» What the task requires
Copy the records below, switching each "pixel coordinates" to "pixel positions" and changing nothing else.

Point annotation records
........
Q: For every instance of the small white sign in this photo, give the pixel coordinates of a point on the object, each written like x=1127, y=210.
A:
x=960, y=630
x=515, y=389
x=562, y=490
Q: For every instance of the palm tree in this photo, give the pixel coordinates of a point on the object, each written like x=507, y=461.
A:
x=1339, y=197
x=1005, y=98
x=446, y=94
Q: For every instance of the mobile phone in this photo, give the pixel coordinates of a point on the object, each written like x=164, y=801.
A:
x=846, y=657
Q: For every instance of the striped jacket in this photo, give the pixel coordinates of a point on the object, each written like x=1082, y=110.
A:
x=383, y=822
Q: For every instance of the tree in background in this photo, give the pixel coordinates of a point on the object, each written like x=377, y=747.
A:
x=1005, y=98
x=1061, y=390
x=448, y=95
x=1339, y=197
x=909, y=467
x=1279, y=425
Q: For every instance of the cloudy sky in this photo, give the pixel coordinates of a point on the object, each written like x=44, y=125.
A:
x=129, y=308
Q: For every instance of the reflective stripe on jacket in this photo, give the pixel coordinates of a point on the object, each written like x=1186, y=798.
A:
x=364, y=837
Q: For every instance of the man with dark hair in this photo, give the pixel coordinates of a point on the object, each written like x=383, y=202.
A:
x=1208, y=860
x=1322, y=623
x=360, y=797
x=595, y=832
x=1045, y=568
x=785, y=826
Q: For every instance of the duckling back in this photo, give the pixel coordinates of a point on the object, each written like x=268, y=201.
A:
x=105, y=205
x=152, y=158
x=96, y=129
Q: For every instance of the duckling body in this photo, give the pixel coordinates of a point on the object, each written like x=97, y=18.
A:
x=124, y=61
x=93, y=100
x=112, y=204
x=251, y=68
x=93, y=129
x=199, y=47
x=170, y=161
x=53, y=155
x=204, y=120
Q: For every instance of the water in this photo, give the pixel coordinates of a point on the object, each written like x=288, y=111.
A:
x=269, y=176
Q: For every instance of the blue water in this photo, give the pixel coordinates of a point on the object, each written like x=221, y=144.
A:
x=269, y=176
........
» Output for this exercise
Q: For every instance of the small white sign in this photo, give the pixel positions of a point on the object, each written like x=1127, y=210.
A:
x=960, y=630
x=515, y=389
x=562, y=490
Q: For every instance of the palm tree in this photo, give the pixel positions of a point on the object, each written like x=507, y=461.
A:
x=1339, y=197
x=1005, y=98
x=446, y=94
Q: For every instance of the mobile phone in this photo, give the pixel positions of a point on the object, each written like x=164, y=801.
A:
x=846, y=657
Q: For every instance of the striped jacket in this photo, give the pixel positions of a point on the object, each written like x=1082, y=110.
A:
x=383, y=822
Q: For every instance of the tree in background in this photo, give the pixel positions of a point on the object, each written like x=377, y=747.
A:
x=1005, y=98
x=1061, y=390
x=448, y=95
x=1339, y=197
x=909, y=467
x=1279, y=425
Q: For every instance of the cloudy sky in this photo, give the pixel positions of a point on the object, each written like x=44, y=125.
A:
x=129, y=308
Q: For every instance of the reflective stripe on jacket in this photo, give the pixel positions of a point on the object, each written like x=1186, y=798.
A:
x=364, y=837
Q: For every instance of the man with dark hair in this photo, give the pixel positions of a point on the object, each written like x=383, y=202.
A:
x=1208, y=860
x=1322, y=623
x=360, y=797
x=595, y=832
x=1045, y=568
x=785, y=826
Q: For every instance of the duckling back in this photo, give the pixel positions of a point on the object, each written like x=268, y=201.
A:
x=105, y=205
x=152, y=158
x=96, y=129
Q: For every instance of the duckling body in this photo, give the pixel positions of a point on the object, each written like x=97, y=18.
A:
x=124, y=61
x=93, y=100
x=112, y=204
x=251, y=68
x=93, y=129
x=199, y=47
x=170, y=161
x=53, y=155
x=204, y=120
Q: For every instance of the water in this photo, give the pixel positions of a point on the object, each written like x=288, y=111.
A:
x=269, y=176
Q: For every instance of the blue water in this photo, give the pixel positions of a point on the object, each written like x=221, y=144.
A:
x=269, y=176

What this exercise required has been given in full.